* **Try it**:
Your answer should reproduce the full set of records exactly as given.
[Material supplied — start]
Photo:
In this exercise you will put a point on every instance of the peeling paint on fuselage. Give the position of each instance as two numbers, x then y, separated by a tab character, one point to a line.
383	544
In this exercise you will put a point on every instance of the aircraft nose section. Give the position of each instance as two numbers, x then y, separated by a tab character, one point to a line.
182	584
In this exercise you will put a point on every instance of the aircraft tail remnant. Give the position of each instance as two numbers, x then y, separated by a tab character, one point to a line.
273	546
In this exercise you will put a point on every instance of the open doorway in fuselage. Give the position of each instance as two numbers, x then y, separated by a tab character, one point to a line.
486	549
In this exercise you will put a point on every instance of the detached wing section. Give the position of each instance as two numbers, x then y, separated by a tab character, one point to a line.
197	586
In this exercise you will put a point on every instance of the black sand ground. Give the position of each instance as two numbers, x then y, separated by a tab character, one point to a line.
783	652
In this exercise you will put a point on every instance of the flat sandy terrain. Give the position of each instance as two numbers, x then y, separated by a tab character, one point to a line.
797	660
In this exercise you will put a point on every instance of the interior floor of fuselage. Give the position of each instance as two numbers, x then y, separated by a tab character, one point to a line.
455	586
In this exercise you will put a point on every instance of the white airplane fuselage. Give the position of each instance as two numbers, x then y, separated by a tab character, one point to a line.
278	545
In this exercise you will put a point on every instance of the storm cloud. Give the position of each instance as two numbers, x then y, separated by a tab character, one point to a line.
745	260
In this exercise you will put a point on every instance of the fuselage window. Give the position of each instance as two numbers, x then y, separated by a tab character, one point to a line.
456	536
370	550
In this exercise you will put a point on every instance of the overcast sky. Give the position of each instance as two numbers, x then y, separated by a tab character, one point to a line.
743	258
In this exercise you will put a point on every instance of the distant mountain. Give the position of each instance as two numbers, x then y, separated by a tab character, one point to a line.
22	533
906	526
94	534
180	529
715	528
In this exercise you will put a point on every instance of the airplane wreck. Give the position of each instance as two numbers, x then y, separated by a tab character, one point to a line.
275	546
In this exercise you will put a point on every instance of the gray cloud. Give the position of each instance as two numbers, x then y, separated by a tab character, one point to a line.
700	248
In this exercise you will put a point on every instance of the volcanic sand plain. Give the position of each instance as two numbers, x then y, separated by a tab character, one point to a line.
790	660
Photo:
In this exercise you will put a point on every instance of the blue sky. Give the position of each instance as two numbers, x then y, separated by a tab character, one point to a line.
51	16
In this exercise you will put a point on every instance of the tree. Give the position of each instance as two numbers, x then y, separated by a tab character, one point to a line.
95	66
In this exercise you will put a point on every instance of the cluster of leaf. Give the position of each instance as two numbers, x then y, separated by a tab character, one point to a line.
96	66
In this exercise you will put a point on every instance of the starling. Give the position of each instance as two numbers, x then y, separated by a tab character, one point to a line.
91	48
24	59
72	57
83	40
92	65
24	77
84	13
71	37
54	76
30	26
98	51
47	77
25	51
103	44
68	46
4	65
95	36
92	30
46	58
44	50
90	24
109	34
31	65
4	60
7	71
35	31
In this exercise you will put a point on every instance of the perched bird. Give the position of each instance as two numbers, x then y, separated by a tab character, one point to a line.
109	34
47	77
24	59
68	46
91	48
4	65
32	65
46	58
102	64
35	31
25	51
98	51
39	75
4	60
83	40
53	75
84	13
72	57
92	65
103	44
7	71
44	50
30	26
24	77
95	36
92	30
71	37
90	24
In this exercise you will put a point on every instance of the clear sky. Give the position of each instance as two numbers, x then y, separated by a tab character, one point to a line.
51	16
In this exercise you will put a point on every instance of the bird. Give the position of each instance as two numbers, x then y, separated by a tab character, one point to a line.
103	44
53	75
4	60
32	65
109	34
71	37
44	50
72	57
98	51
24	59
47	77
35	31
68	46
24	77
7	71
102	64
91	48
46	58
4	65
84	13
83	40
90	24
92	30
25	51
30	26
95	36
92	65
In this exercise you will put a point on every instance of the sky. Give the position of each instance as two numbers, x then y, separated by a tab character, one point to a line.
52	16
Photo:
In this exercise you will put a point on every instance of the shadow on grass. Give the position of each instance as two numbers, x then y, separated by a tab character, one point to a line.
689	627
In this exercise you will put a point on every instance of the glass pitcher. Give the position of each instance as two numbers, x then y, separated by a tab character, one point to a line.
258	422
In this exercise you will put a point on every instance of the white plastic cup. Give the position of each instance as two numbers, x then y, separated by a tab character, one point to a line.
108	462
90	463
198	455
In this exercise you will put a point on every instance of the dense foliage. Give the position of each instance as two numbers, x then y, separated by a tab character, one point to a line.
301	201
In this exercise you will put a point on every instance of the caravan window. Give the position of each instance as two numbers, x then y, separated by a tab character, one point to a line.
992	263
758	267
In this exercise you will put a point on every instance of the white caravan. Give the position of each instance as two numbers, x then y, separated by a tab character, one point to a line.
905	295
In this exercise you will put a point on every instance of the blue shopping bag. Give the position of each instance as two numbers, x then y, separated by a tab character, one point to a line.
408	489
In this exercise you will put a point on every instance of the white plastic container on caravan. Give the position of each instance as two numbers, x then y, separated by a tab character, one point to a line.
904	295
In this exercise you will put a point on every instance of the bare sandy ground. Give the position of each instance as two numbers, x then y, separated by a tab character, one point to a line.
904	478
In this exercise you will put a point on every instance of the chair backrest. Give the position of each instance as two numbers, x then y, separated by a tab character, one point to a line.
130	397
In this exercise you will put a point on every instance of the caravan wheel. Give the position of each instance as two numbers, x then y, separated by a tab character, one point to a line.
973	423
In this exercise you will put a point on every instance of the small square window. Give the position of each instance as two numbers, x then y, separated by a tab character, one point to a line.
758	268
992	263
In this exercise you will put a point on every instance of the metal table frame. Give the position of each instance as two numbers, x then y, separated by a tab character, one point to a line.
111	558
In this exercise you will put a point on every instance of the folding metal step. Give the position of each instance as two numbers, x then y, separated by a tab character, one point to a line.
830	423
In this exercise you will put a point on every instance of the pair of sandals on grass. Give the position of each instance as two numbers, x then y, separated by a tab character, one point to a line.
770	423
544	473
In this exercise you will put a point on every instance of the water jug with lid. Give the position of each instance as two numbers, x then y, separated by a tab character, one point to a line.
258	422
[Material supplied — finish]
* **Solution**:
Photo:
In this exercise you will put a point on every instance of the peeling paint on fuselage. Give the position of each instance as two numbers, x then y, separated by a tab character, one point to a line.
383	544
In this exercise you will put a point on every instance of the aircraft nose section. Give the position of each instance as two numbers, x then y, separated by a tab character, one point to a line.
182	584
In this exercise you will put a point on every instance of the aircraft tail remnant. Give the position of each instance as two numbers, x then y, separated by a tab character, one point to a line.
273	546
In this exercise you will put a point on every instance of the open doorway in fuselage. Give the position of each instance as two numbers, x then y, separated by a tab character, one point to a line.
486	549
In this exercise you will put a point on every instance of the detached wing section. Give the position of each instance as two numbers, x then y, separated by a tab character, one point to a line.
197	586
In this exercise you will put a point on every instance of the black sand ground. Give the position of each instance as two numbers, x then y, separated by a tab character, one point to a line.
783	652
In this exercise you will put a point on every instance of the flat sandy terrain. Give the position of each instance as two numbers, x then y, separated by a tab character, one point to a line.
797	660
In this exercise you will put a point on every instance of the interior floor of fuselage. Give the position of each instance as two numbers, x then y, separated by a tab character, one point to a line.
455	586
In this exercise you will put a point on every instance of the white airplane fuselage. Give the position of each instance as two numbers, x then y, separated by a tab character, one point to a line.
278	545
In this exercise you will put a point on every instance of the storm cloud. Give the position of each instance as two numbers, x then y, separated by a tab character, one point to a line.
745	260
In this exercise you will put a point on every instance of the fuselage window. Give the position of each instance as two numbers, x then y, separated by a tab character, one point to a line.
456	536
370	550
In this exercise you will put a point on every instance of the overcast sky. Give the position of each instance as two numbers, x then y, separated by a tab character, one point to a line.
743	258
In this exercise you will put a point on every instance of the distant mountain. Give the position of each instance as two numbers, x then y, separated by a tab character, one point to a line.
22	533
906	526
94	534
180	529
715	528
In this exercise you will put a point on every instance of the airplane wreck. Give the position of each instance as two numbers, x then y, separated by a tab character, one point to a line.
275	546
In this exercise you will put a point on every instance of the gray cloud. Give the position of each instance as two numbers, x then y, separated by a tab character, one point to a line.
700	248
In this exercise you will put a point on every instance of the volcanic sand plain. Give the position of each instance as two numbers, x then y, separated by a tab character, one point to a line.
790	660
Photo:
In this exercise you will put a point on every instance of the blue sky. Give the position of each instance as two numbers, x then y, separated by a tab character, one point to a line.
51	16
In this exercise you will put a point on every instance of the tree. Give the position of each instance as two numbers, x then y, separated by a tab character, one point to a line.
95	66
In this exercise you will put a point on every instance of the cluster of leaf. Give the position of each instance as two numbers, x then y, separated by a tab character, one point to a line.
96	66
In this exercise you will put a point on every instance of the starling. Give the position of each instance as two numbers, x then y, separated by a tab character, one point to a line.
91	48
24	59
72	57
83	40
92	65
24	77
84	13
71	37
54	76
30	26
98	51
47	77
25	51
103	44
68	46
4	65
95	36
92	30
46	58
44	50
90	24
109	34
31	65
4	60
7	71
35	31
In this exercise you will put a point on every instance of the perched bird. Give the position of each instance as two numbers, x then y, separated by a tab character, one point to a line.
109	34
47	77
24	59
68	46
91	48
4	65
32	65
46	58
102	64
35	31
25	51
98	51
39	75
4	60
83	40
53	75
84	13
72	57
92	65
103	44
7	71
44	50
30	26
24	77
95	36
92	30
71	37
90	24
In this exercise you will put a point on every instance of the clear sky. Give the position of each instance as two numbers, x then y, separated by a tab character, one point to a line.
51	16
In this exercise you will put a point on every instance of the bird. Give the position of each instance as two numbers, x then y, separated by a tab character, one point to a line.
103	44
53	75
4	60
32	65
109	34
71	37
44	50
72	57
98	51
24	59
47	77
35	31
68	46
24	77
7	71
102	64
91	48
46	58
4	65
84	13
83	40
90	24
92	30
25	51
30	26
95	36
92	65
In this exercise you will put a point on every instance of the sky. Give the position of each instance as two numbers, x then y, separated by a tab character, one point to a line.
52	16
Photo:
In this exercise you will put a point on every instance of the shadow on grass. Give the position of each instance as two numbers, x then y, separated by a tab character, one point to a line.
689	627
In this exercise you will put a point on every instance of the glass pitcher. Give the position of each instance as two numbers, x then y, separated by a tab character, one point to a line.
258	422
In this exercise you will put a point on every instance of the white plastic cup. Give the position of each instance as two numbers, x then y, separated by a tab character, one point to a line.
108	462
90	463
198	455
In this exercise you will put a point on every instance of the dense foliage. Give the position of each instance as two numbers, x then y, separated by a tab character, one point to a line.
301	201
In this exercise you will put a point on every instance of the caravan window. Give the position of each instance as two numbers, x then y, separated by a tab character, one point to a line.
992	263
758	267
In this exercise you will put a point on every instance of the white caravan. Give the position of each instance as two numbers, x then y, separated by a tab character, one point to a line.
905	295
In this exercise you will put a point on every instance of the blue shopping bag. Give the position of each instance as two numbers, x then y, separated by a tab character, one point to a line.
408	489
In this exercise you will put a point on every instance of the white plastic container on caravan. Give the position of each instance as two numbers, x then y, separated by a tab character, one point to a line.
904	295
In this exercise you will put a point on every instance of the bare sandy ground. Give the position of each instance as two numbers, x then y, separated by a tab character, one point to a line.
904	478
In this exercise you will put a point on every instance of the chair backrest. Give the position of each instance as two numbers, x then y, separated by a tab character, one point to a line.
130	397
In this exercise you will put a point on every instance of the caravan wheel. Give the position of each instance as two numbers, x then y, separated by a tab character, one point to a line.
973	423
In this exercise you will put a point on every instance of the small square window. Give the position of each instance as two numbers, x then y, separated by a tab character, one point to a line.
758	268
992	263
In this exercise you will put a point on every instance of the metal table frame. Give the position of each instance as two numbers, x then y, separated by a tab character, one point to a line.
111	558
In this exercise you will put a point on every instance of the folding metal step. Give the position of each instance as two numbers, x then y, separated by a tab character, one point to a line.
830	423
In this exercise you will put a point on every instance of the pair of sandals on grass. Give the position of each instance as two numbers, x then y, separated by a tab character, one point to a line.
770	423
544	473
In this exercise you will put a point on every instance of the water jug with lid. Give the position of each instance as two numbers, x then y, separated by a tab character, one point to a line.
258	422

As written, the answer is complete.